- PROBLEM SET:
**1.** In the passage on Bayesian parameter estimation, rewrite the part between "Calculating posterior distributions" and "et al., 2018).", inclusive, with "intractable" changed to "infeasible".
**2.** Answer these questions from the passage on Bayesian parameter estimation:
(a) What is the mean of the posterior estimate for *z*?
(b) Which source is cited as a readable introduction to MCMC methods?
(c) How many free parameters does the DDM under examination have?
-- Begin GIVEN TEXT --
Whereas the *χ*^{2} and MLE methods attempt to estimate a single “best-fitting” value for each parameter, Bayesian approaches generate posterior distributions for each parameter, including both a point estimate (e.g., mean or median) and a measure of confidence in that estimate (e.g., the standard deviation SD or confidence interval CI). For example, Figure 7B shows posterior distributions (or simply “posteriors”) for the five DDM parameters; for visual comparison, the priors are plotted as red lines, and at this scale they now appear as nearly flat lines near *y* = 0. For example, whereas the prior estimate for *z* treated all values in the range from 0 to 1 as equally plausible, the posterior estimate for *z* has mean 0.60, indicating a mild but definite response bias (toward the upper boundary and r2); the narrow width (SD = 0.2) indicates high confidence that the true value lies in the body of the posterior. In this case, we can say that information from the data has “overwhelmed” the priors, resulting in much more closely specified posteriors.

Calculating posterior distributions is extremely computationally intensive, and direct solution is generally intractable: i.e., there is no known mathematical way to directly calculate the posteriors from the priors and the data. Instead, approaches such as Markov Chain Monte Carlo (MCMC) methods leverage computer power to generate approximate solutions (for a readable introduction to MCMC methods, see van Ravenzwaaij et al., 2018).

In brief, MCMC methods estimate a distribution by repeatedly drawing “sample values” to form a “chain” of values for each parameter. A simple version of MCMC might run as follows: At the first step or iteration of the chain, a value is selected at random for each parameter from the prior distributions, and the resulting model is evaluated (here, the DDM would be run and *LLE* computed). At the next iteration, the distribution of one of the parameters is perturbed slightly, perhaps by slightly altering its mean or SD, and new parameter values are drawn at random from the distributions, and the model is run again. If the result is an improvement (e.g., improved *LLE*), then the updated parameter values are used for the next step in the chain; otherwise, the old parameter values are retained. The process is repeated hundreds or thousands of times, until no further improvements are discovered, at which point the process is said to have converged on a solution: a set of distributions (posteriors) for each parameter.

If we are examining a DDM with five free parameters (*a, z, Ter, d.s1, d.s2*), then typically all the parameter values are updated at each iteration (often, by holding all the other parameters constant at their current values while we perturb and evaluate each one in turn). Therefore, each sample in the chain contains updated values for all the parameters.
-- End GIVEN TEXT --
-- Begin EXTRACTED ENTRIES --
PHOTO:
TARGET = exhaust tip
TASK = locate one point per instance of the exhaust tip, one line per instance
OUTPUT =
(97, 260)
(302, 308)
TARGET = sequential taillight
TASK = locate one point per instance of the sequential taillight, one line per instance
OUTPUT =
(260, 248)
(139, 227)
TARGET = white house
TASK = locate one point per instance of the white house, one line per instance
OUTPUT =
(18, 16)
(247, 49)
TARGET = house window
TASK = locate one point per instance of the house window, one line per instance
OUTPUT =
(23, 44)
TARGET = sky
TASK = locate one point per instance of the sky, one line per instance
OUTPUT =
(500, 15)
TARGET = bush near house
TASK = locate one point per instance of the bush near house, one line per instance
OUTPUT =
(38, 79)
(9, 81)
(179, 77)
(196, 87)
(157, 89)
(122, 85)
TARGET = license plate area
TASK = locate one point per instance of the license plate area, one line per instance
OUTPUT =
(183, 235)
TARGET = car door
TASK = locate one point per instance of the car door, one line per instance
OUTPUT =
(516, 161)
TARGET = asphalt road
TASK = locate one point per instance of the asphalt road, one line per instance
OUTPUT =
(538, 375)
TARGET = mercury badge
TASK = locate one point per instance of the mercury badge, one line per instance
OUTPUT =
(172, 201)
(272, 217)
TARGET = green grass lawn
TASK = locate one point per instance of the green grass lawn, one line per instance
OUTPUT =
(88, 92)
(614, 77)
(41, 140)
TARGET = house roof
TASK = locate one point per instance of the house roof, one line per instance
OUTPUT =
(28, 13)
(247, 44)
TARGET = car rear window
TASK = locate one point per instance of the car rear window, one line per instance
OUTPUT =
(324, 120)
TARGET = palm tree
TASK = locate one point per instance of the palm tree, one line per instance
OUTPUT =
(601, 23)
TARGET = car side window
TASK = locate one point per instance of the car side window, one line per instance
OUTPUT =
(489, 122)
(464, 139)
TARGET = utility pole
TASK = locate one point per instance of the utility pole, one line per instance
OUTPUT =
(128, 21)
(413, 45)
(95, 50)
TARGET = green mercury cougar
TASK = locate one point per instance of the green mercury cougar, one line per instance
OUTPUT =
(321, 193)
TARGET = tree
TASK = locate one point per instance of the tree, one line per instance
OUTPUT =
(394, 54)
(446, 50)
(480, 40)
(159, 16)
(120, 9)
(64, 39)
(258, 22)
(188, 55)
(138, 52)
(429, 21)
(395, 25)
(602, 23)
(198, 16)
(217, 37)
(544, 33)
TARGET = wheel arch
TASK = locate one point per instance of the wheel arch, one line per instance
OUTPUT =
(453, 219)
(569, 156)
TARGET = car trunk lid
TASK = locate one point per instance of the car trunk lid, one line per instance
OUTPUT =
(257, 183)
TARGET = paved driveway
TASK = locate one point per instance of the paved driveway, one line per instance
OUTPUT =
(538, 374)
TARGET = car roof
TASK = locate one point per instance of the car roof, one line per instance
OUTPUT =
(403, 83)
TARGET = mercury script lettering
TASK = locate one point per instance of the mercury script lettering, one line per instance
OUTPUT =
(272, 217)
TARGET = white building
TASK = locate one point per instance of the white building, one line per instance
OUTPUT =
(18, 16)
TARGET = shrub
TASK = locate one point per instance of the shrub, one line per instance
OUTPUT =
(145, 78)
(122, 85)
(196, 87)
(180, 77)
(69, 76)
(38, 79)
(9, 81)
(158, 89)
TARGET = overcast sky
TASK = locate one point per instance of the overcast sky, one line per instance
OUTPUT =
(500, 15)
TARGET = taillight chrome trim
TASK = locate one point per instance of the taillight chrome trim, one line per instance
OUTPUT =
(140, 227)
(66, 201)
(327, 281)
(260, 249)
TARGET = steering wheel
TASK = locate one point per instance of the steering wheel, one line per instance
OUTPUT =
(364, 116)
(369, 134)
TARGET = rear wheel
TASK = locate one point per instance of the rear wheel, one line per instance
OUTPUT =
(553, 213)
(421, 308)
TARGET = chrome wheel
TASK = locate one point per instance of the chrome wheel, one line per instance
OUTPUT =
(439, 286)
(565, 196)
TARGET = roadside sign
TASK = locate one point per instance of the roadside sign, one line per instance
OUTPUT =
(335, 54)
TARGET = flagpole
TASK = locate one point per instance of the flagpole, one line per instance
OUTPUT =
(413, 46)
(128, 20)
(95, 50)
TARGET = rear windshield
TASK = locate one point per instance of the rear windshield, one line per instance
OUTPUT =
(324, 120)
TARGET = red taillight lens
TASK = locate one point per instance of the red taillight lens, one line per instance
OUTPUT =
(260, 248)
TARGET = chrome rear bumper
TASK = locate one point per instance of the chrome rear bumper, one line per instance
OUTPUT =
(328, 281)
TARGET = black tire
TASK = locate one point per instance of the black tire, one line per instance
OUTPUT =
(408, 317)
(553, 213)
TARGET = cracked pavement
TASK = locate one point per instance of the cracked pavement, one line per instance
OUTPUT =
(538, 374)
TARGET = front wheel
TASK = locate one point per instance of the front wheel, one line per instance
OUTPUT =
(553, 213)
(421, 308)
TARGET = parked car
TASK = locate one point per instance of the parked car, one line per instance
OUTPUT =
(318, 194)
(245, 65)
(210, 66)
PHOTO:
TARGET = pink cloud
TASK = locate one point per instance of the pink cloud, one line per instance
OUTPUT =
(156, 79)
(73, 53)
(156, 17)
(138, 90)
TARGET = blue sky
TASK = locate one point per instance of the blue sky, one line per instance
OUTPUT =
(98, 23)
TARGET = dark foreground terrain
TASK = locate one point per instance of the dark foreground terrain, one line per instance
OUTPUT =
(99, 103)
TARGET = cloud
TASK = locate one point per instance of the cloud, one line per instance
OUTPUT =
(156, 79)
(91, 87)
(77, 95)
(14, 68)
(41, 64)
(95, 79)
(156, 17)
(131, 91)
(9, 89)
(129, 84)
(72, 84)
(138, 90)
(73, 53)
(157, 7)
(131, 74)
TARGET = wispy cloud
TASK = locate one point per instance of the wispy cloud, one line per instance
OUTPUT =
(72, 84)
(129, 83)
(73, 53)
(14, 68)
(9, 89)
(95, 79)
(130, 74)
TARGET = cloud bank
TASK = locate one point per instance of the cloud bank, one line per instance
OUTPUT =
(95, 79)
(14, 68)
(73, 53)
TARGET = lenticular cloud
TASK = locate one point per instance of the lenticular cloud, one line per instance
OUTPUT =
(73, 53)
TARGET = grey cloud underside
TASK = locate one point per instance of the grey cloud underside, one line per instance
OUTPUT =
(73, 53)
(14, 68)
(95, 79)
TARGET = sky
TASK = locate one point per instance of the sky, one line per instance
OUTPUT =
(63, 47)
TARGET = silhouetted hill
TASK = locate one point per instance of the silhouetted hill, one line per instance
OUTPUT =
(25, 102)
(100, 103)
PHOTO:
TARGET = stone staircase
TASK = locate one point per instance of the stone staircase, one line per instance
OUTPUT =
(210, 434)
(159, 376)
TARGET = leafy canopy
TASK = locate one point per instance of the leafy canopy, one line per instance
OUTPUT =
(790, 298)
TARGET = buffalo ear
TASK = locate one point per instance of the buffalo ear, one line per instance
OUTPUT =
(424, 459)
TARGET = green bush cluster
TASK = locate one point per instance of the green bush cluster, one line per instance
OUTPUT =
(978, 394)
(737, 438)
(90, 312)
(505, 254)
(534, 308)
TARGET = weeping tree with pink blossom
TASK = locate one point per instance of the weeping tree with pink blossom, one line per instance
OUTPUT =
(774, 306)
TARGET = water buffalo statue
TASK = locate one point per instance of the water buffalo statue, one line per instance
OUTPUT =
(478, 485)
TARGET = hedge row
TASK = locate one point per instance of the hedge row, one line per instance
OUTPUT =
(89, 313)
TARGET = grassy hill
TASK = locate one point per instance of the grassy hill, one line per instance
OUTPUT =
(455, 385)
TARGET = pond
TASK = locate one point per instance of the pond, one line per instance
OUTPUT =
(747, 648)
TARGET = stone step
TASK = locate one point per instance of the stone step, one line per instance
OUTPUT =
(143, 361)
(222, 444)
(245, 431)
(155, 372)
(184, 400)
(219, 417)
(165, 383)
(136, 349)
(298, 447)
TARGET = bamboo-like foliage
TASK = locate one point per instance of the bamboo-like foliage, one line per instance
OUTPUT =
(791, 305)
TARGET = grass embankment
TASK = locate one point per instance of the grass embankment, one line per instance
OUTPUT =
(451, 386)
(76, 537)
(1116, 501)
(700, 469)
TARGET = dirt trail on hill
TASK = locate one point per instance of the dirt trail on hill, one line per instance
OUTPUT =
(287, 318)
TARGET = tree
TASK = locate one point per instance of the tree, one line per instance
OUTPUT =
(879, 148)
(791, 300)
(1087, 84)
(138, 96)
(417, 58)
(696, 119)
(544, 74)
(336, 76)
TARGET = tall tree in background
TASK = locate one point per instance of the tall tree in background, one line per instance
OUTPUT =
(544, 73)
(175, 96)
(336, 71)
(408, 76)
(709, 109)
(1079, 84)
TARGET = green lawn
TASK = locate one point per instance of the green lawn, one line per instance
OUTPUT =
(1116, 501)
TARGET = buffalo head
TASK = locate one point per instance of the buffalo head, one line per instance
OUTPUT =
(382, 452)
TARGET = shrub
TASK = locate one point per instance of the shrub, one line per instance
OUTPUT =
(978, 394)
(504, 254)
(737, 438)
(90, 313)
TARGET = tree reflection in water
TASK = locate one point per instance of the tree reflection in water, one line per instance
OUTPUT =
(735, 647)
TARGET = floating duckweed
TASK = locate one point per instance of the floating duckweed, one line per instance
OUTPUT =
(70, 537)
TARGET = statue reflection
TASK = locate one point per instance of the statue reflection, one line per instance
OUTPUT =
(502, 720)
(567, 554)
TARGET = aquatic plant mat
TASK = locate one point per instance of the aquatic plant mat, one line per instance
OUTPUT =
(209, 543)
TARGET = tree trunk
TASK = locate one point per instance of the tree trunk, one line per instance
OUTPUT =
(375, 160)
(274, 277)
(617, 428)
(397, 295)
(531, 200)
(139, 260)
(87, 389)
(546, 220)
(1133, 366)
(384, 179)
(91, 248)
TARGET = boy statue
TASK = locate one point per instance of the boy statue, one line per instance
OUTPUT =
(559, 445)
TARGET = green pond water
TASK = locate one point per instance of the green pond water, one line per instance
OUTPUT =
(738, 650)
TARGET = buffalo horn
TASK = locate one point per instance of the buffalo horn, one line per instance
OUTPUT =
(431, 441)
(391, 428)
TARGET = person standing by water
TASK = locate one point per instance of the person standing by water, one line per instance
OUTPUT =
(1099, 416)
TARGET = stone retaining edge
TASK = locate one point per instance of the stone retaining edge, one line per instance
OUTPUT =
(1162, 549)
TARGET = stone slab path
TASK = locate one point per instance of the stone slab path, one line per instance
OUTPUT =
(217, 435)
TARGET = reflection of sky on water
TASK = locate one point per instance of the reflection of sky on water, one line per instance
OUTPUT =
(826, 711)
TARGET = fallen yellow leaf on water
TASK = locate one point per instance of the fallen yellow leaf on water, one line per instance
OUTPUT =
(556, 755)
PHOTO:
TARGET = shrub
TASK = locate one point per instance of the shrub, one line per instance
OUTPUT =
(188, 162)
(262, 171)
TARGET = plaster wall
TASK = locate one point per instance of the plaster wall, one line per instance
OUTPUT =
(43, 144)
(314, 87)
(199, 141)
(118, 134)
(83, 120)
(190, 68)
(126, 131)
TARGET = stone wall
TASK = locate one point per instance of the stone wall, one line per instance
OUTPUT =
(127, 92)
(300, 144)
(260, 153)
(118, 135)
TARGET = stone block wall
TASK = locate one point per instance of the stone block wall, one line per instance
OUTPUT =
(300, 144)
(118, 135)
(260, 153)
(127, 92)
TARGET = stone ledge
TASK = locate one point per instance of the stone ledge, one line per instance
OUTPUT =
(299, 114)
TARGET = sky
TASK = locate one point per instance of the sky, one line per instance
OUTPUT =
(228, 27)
-- End EXTRACTED ENTRIES --
- OUTPUTS IN ORDER:
**1.**
Calculating posterior distributions is extremely computationally intensive, and direct solution is generally infeasible: i.e., there is no known mathematical way to directly calculate the posteriors from the priors and the data. Instead, approaches such as Markov Chain Monte Carlo (MCMC) methods leverage computer power to generate approximate solutions (for a readable introduction to MCMC methods, see van Ravenzwaaij et al., 2018).

**2.**
(a) 0.60
(b) van Ravenzwaaij et al., 2018
(c) Five (*a, z, Ter, d.s1, d.s2*)